DATA IN THIS EXERCISE: Begin

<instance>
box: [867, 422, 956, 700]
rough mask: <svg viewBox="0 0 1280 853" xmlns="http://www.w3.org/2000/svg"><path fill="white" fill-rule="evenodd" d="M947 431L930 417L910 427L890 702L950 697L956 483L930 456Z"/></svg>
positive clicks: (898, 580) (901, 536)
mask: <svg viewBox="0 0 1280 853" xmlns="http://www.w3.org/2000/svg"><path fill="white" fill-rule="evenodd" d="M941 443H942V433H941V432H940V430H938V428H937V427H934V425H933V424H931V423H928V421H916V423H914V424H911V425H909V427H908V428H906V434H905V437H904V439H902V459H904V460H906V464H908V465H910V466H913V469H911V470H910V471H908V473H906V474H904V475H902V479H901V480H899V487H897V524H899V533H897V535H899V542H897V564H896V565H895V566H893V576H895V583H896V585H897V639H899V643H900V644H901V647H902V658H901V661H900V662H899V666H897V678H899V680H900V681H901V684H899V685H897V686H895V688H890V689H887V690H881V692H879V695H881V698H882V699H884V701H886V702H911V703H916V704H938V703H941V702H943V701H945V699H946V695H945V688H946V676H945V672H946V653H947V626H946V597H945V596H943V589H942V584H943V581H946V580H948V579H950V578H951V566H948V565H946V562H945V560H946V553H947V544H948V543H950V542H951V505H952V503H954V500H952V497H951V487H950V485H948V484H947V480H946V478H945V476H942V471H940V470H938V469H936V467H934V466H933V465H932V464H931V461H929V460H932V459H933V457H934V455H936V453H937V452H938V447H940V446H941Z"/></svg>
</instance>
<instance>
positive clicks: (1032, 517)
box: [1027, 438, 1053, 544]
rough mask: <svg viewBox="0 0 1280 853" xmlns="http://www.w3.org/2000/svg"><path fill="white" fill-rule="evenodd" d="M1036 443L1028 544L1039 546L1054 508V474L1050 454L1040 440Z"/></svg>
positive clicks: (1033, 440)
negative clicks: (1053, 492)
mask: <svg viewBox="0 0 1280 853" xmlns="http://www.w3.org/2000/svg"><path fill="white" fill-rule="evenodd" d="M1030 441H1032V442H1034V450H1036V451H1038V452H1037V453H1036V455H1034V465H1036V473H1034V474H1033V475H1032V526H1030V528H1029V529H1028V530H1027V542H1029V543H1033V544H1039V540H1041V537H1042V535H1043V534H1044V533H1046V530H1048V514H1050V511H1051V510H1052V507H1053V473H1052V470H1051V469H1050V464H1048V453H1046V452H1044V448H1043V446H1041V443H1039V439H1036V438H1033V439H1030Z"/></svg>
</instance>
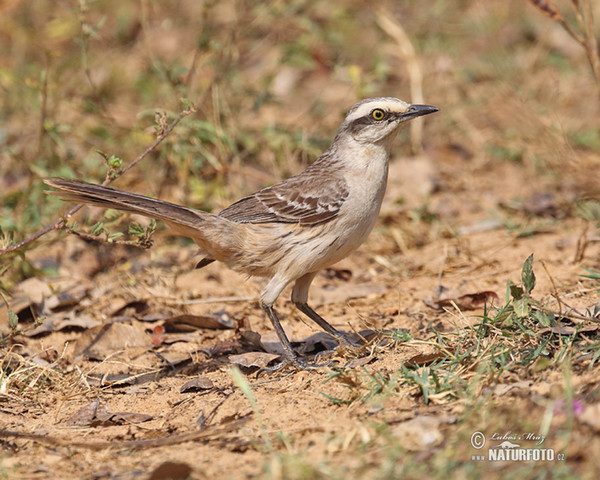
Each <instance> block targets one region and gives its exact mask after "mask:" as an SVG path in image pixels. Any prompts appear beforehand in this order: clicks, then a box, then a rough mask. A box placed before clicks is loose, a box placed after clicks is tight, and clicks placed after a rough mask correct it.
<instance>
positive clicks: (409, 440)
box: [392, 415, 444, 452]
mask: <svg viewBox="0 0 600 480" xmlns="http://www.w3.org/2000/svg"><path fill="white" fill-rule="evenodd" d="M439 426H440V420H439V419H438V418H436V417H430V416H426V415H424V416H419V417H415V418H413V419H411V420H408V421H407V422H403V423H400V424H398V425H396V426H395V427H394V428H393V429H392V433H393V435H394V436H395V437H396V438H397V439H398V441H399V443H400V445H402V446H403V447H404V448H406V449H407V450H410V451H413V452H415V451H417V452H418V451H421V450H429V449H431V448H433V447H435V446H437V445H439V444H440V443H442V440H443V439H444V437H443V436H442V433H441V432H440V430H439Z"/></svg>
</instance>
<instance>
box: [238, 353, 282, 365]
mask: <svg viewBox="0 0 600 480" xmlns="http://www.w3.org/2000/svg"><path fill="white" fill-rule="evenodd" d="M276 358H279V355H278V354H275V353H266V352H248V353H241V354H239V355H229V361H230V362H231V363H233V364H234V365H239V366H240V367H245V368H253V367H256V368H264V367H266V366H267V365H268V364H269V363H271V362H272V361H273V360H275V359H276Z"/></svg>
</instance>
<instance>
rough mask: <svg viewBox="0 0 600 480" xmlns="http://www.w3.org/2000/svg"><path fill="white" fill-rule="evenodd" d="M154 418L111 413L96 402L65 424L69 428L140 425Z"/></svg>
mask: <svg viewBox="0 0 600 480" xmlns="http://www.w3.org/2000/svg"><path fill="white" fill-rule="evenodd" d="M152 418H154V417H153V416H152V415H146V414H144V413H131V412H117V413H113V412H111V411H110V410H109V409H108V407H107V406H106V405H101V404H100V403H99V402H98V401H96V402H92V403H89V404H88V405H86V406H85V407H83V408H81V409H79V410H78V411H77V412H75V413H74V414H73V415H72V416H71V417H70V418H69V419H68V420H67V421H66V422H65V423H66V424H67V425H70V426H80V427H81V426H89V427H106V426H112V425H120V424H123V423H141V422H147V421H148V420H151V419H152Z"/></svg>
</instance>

DATA IN THIS EXERCISE: End

**REQUIREMENT:** Write out exactly the lines that fall from the line with "431L930 417L910 427L890" to the line with "positive clicks: (1033, 440)" in the records above, keeping both ends.

**RESULT FOR THIS EXERCISE:**
rough mask: <svg viewBox="0 0 1280 853" xmlns="http://www.w3.org/2000/svg"><path fill="white" fill-rule="evenodd" d="M947 431L930 417L910 427L890 702L950 697L956 483L930 456Z"/></svg>
positive clicks: (898, 580) (901, 536)
mask: <svg viewBox="0 0 1280 853" xmlns="http://www.w3.org/2000/svg"><path fill="white" fill-rule="evenodd" d="M941 443H942V433H941V432H940V430H938V428H937V427H934V425H933V424H931V423H928V421H916V423H914V424H911V425H909V427H908V428H906V434H905V437H904V439H902V459H904V460H906V464H908V465H910V466H913V469H911V470H910V471H908V473H906V474H904V475H902V479H901V480H899V487H897V524H899V533H897V535H899V542H897V564H896V565H895V566H893V576H895V583H896V585H897V639H899V643H900V644H901V647H902V658H901V661H900V662H899V666H897V678H899V680H900V681H901V684H899V685H897V686H895V688H890V689H887V690H881V692H879V695H881V698H882V699H884V701H886V702H911V703H916V704H938V703H941V702H943V701H945V699H946V695H945V688H946V676H945V672H946V653H947V626H946V597H945V596H943V589H942V584H943V581H946V580H948V579H950V578H951V566H948V565H946V562H945V560H946V553H947V544H948V543H950V542H951V505H952V503H954V500H952V497H951V487H950V485H948V484H947V480H946V478H945V476H942V471H940V470H938V469H936V467H934V466H933V465H932V464H931V461H929V460H932V459H933V457H934V455H936V453H937V452H938V447H940V446H941Z"/></svg>
</instance>
<instance>
positive clicks: (1032, 517)
box: [1027, 438, 1053, 544]
rough mask: <svg viewBox="0 0 1280 853" xmlns="http://www.w3.org/2000/svg"><path fill="white" fill-rule="evenodd" d="M1036 443L1028 544L1039 546L1054 508V474L1050 454L1040 440Z"/></svg>
positive clicks: (1033, 440)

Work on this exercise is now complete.